[Usando a informação]
1) Pode reproduzir o trecho do artigo de opinião sobre a Justiça que vai de "De um lado, uma" a "e inteiramente fulanizado.", trocando "juristas" por "advogados"?
2) Consegue dar seguimento ao artigo de opinião sobre a Justiça, a partir do ponto em que ele termina?

[Texto da página]
╭──

Opinião: «A Justiça está a viver numa conversa de surdos».
De um lado, uma absurda dificuldade para os juristas se explicarem à comunidade, por forma a traduzir os princípios que garantem um Estado de Direito, e essencialmente, incapacidade de explicar as caóticas consequências da eventual inexistência destes. Por outro, temos a percepção pública, que carente de conhecimento técnico – que não se exige – recusa-se a compreender ou sequer a escutar, exaltando-se numa reatividade tão apressada como descontrolada, na ânsia de um justicialismo popular e inteiramente fulanizado.
Como partilhou John Donne, “nenhum homem é uma ilha (…)”, e hoje assistimos a uma indesejável permeabilidade dos Comentadores, Juristas, Procuradores, Juízes, e mesmo de decisores políticos, aos clamores populares mais arreigados. Certo é, que em honestidade ninguém poderá dizer hoje que tudo vai perfeito na Justiça em Portugal, porém, também não subscrevo a subversiva ideia de que a Justiça só estará perfeita, capaz e digna, quando refletir o resultado que a maioria aprova. Não. A Justiça não é um jogo de futebol que se possa alimentar de credos, protestos ou de petições públicas. Na Justiça, a bala de prata não é, nem deve ser, o propagado na mais fragmentária «comunicação do olho por olho», porque todos acabamos mesmo cegos.

╰──

[Entradas retiradas de um conjunto de dados]
╭──

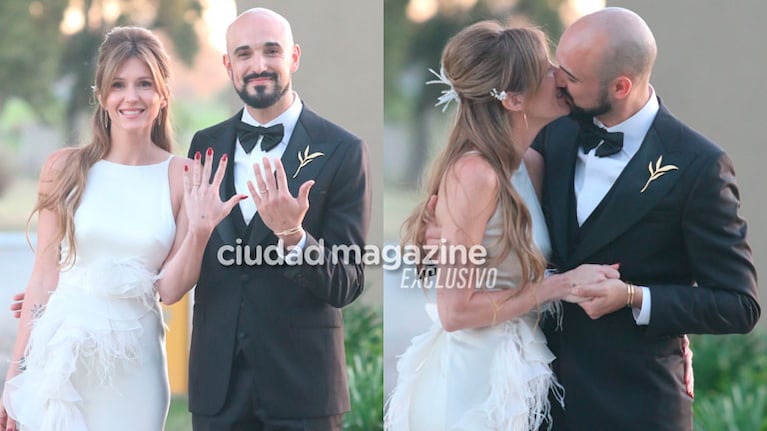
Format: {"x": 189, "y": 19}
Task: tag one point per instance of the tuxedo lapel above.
{"x": 559, "y": 194}
{"x": 305, "y": 156}
{"x": 625, "y": 203}
{"x": 232, "y": 226}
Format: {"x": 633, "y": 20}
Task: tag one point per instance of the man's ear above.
{"x": 295, "y": 58}
{"x": 622, "y": 86}
{"x": 227, "y": 65}
{"x": 513, "y": 101}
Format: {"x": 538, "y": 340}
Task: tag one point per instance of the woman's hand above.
{"x": 202, "y": 202}
{"x": 563, "y": 286}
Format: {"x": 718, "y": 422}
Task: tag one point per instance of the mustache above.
{"x": 270, "y": 75}
{"x": 563, "y": 91}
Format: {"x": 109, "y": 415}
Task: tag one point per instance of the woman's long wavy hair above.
{"x": 120, "y": 44}
{"x": 480, "y": 58}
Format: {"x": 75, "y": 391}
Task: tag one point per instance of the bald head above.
{"x": 619, "y": 40}
{"x": 259, "y": 17}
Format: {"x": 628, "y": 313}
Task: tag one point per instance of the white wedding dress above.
{"x": 96, "y": 356}
{"x": 495, "y": 378}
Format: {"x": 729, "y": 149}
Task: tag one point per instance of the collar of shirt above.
{"x": 635, "y": 127}
{"x": 289, "y": 118}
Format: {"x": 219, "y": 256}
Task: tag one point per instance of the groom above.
{"x": 633, "y": 184}
{"x": 267, "y": 348}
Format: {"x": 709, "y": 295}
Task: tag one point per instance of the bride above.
{"x": 484, "y": 363}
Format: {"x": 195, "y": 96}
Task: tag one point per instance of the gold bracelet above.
{"x": 629, "y": 295}
{"x": 290, "y": 231}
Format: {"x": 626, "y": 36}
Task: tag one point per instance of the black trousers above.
{"x": 241, "y": 412}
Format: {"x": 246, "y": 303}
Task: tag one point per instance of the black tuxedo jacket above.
{"x": 682, "y": 237}
{"x": 285, "y": 319}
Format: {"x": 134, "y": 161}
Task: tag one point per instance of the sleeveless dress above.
{"x": 495, "y": 378}
{"x": 95, "y": 359}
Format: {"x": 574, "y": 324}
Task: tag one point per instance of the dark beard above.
{"x": 262, "y": 99}
{"x": 587, "y": 114}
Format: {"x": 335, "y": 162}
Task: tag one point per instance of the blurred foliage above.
{"x": 363, "y": 328}
{"x": 411, "y": 48}
{"x": 30, "y": 52}
{"x": 47, "y": 68}
{"x": 179, "y": 418}
{"x": 730, "y": 382}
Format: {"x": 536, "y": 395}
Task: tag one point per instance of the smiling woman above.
{"x": 112, "y": 214}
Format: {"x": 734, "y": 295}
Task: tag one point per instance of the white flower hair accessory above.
{"x": 498, "y": 95}
{"x": 447, "y": 95}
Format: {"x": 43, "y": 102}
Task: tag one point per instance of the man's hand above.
{"x": 279, "y": 210}
{"x": 605, "y": 297}
{"x": 589, "y": 274}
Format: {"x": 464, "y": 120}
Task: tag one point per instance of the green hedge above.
{"x": 730, "y": 382}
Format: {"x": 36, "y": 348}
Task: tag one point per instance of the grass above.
{"x": 16, "y": 204}
{"x": 179, "y": 418}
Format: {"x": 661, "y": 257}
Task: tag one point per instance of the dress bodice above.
{"x": 125, "y": 213}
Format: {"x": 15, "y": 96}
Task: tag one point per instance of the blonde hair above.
{"x": 480, "y": 58}
{"x": 120, "y": 44}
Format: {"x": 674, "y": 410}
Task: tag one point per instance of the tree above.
{"x": 30, "y": 52}
{"x": 38, "y": 60}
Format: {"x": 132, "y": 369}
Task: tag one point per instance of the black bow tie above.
{"x": 591, "y": 135}
{"x": 248, "y": 136}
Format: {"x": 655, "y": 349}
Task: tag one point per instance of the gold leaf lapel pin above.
{"x": 306, "y": 158}
{"x": 658, "y": 172}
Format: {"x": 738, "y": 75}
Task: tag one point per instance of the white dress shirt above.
{"x": 594, "y": 176}
{"x": 243, "y": 162}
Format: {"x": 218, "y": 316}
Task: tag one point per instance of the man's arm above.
{"x": 346, "y": 219}
{"x": 725, "y": 299}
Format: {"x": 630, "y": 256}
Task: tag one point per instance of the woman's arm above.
{"x": 45, "y": 271}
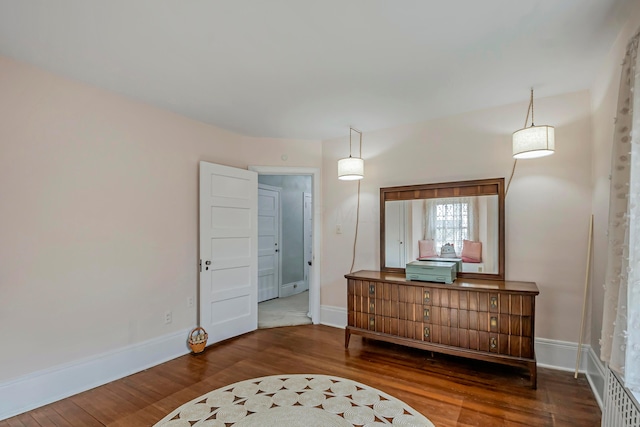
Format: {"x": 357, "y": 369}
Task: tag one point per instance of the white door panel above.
{"x": 228, "y": 251}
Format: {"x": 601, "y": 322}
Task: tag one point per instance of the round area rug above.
{"x": 295, "y": 401}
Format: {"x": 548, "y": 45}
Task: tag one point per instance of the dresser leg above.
{"x": 533, "y": 374}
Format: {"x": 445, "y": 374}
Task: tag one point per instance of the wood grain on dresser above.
{"x": 490, "y": 320}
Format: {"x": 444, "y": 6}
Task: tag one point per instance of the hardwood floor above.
{"x": 448, "y": 391}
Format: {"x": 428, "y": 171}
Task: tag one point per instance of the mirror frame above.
{"x": 478, "y": 187}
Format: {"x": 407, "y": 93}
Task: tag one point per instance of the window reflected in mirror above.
{"x": 420, "y": 229}
{"x": 462, "y": 221}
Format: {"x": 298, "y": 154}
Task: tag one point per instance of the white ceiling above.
{"x": 310, "y": 69}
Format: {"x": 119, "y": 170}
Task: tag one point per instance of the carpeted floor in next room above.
{"x": 289, "y": 311}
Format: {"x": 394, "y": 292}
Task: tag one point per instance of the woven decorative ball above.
{"x": 198, "y": 340}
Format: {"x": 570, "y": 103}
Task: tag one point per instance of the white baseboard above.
{"x": 596, "y": 375}
{"x": 49, "y": 385}
{"x": 292, "y": 288}
{"x": 333, "y": 316}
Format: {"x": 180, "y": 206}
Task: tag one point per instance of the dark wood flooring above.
{"x": 449, "y": 391}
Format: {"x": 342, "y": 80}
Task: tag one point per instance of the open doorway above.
{"x": 281, "y": 231}
{"x": 298, "y": 299}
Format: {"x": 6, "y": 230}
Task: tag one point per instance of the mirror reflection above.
{"x": 463, "y": 228}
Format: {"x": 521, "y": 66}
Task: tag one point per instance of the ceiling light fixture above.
{"x": 533, "y": 141}
{"x": 351, "y": 168}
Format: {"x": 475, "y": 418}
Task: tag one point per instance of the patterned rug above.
{"x": 295, "y": 401}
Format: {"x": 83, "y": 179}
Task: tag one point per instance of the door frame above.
{"x": 314, "y": 173}
{"x": 279, "y": 190}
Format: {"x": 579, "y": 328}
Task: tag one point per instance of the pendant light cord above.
{"x": 355, "y": 237}
{"x": 515, "y": 161}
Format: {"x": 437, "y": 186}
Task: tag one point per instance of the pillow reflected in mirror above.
{"x": 471, "y": 251}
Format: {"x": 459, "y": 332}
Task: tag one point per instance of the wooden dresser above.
{"x": 490, "y": 320}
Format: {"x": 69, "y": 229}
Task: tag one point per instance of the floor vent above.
{"x": 620, "y": 408}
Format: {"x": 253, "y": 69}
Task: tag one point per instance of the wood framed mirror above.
{"x": 417, "y": 220}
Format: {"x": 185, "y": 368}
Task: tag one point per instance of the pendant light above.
{"x": 351, "y": 168}
{"x": 533, "y": 141}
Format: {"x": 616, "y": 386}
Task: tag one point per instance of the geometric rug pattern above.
{"x": 295, "y": 401}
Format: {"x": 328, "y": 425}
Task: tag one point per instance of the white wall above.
{"x": 98, "y": 219}
{"x": 547, "y": 207}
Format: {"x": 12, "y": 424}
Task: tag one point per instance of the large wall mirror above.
{"x": 416, "y": 221}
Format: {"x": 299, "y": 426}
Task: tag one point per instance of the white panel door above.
{"x": 395, "y": 219}
{"x": 268, "y": 243}
{"x": 307, "y": 237}
{"x": 228, "y": 251}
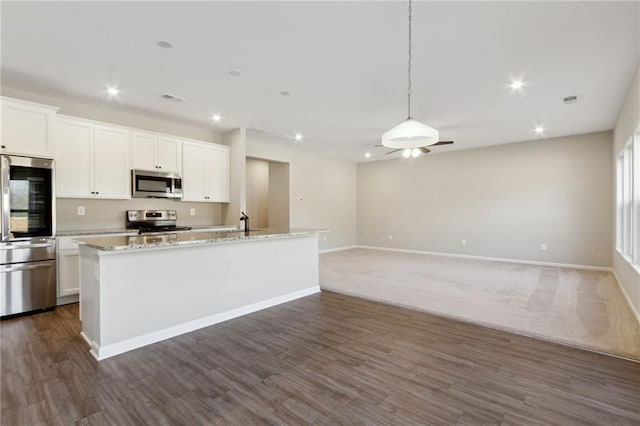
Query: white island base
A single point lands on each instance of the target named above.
(132, 298)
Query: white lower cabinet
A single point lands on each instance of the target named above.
(68, 258)
(68, 273)
(205, 172)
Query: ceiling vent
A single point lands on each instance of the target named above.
(173, 98)
(259, 129)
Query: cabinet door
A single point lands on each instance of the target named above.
(192, 171)
(169, 154)
(68, 273)
(27, 128)
(216, 174)
(112, 173)
(74, 158)
(143, 148)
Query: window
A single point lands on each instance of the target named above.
(628, 199)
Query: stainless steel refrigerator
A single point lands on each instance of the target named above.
(27, 245)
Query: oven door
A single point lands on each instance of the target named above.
(27, 198)
(155, 185)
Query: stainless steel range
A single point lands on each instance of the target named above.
(27, 246)
(154, 221)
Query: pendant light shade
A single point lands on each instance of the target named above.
(410, 134)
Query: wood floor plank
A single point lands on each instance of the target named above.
(324, 359)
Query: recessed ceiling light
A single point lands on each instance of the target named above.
(113, 91)
(516, 85)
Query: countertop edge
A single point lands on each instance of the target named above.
(214, 238)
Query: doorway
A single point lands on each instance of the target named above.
(267, 193)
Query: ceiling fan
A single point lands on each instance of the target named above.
(414, 152)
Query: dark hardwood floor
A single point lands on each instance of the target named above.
(324, 359)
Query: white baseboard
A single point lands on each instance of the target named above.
(636, 314)
(337, 249)
(102, 352)
(493, 259)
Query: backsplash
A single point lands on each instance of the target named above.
(110, 214)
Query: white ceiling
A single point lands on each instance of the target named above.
(343, 62)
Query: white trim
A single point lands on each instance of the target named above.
(102, 352)
(636, 314)
(337, 249)
(494, 259)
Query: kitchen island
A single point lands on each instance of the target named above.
(138, 290)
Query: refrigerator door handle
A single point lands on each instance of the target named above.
(5, 165)
(25, 267)
(14, 247)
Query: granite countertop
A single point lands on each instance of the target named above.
(178, 239)
(134, 231)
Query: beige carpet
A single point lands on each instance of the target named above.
(577, 307)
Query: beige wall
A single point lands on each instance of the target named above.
(110, 214)
(237, 141)
(627, 123)
(327, 188)
(504, 200)
(278, 195)
(258, 192)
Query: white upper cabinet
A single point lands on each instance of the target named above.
(112, 169)
(157, 152)
(27, 128)
(74, 158)
(92, 160)
(205, 172)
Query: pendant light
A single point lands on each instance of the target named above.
(410, 133)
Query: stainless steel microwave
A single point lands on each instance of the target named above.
(146, 184)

╰──

[Respostas por item]
1)
De um lado, uma absurda dificuldade para os advogados se explicarem à comunidade, por forma a traduzir os princípios que garantem um Estado de Direito, e essencialmente, incapacidade de explicar as caóticas consequências da eventual inexistência destes. Por outro, temos a percepção pública, que carente de conhecimento técnico – que não se exige – recusa-se a compreender ou sequer a escutar, exaltando-se numa reatividade tão apressada como descontrolada, na ânsia de um justicialismo popular e inteiramente fulanizado.

2)
Sob égide desta insurreta perceção pública, os nossos decisores procuram desesperadamente antibióticos de largo espectro – sem olhar a contraindicações ou posologia. Desta feita, lá surge a narrativa do excesso de garantias. Lá germinam os «perdigueiros» da delação premiada, os do enriquecimento injustificado, ou mesmo, da tentativa de se assumir que provas obtidas de forma ilegal, uma vez públicas, possam ser utilizadas. Pelo caminho do pânico – ansiosos de responder a um público cada vez mais exigente – as provas indirectas viajaram perversamente da exceção à regra. Já nem sempre se procura adequar a Justiça à normal metamorfose da sociedade, afinal, mais que matar o vírus, tenta-se maquilhar a doença.
O sistema de Justiça não carece de uma restruturação de cima a baixo. Por sua vez, muitos dos agentes da Justiça e decisores que a estruturam sim, carecem de coragem de baixo a cima.
Nunca na história, foi tamanho o descrédito das instituições da Justiça e isto, porque a Justiça está a viver numa conversa de dois surdos.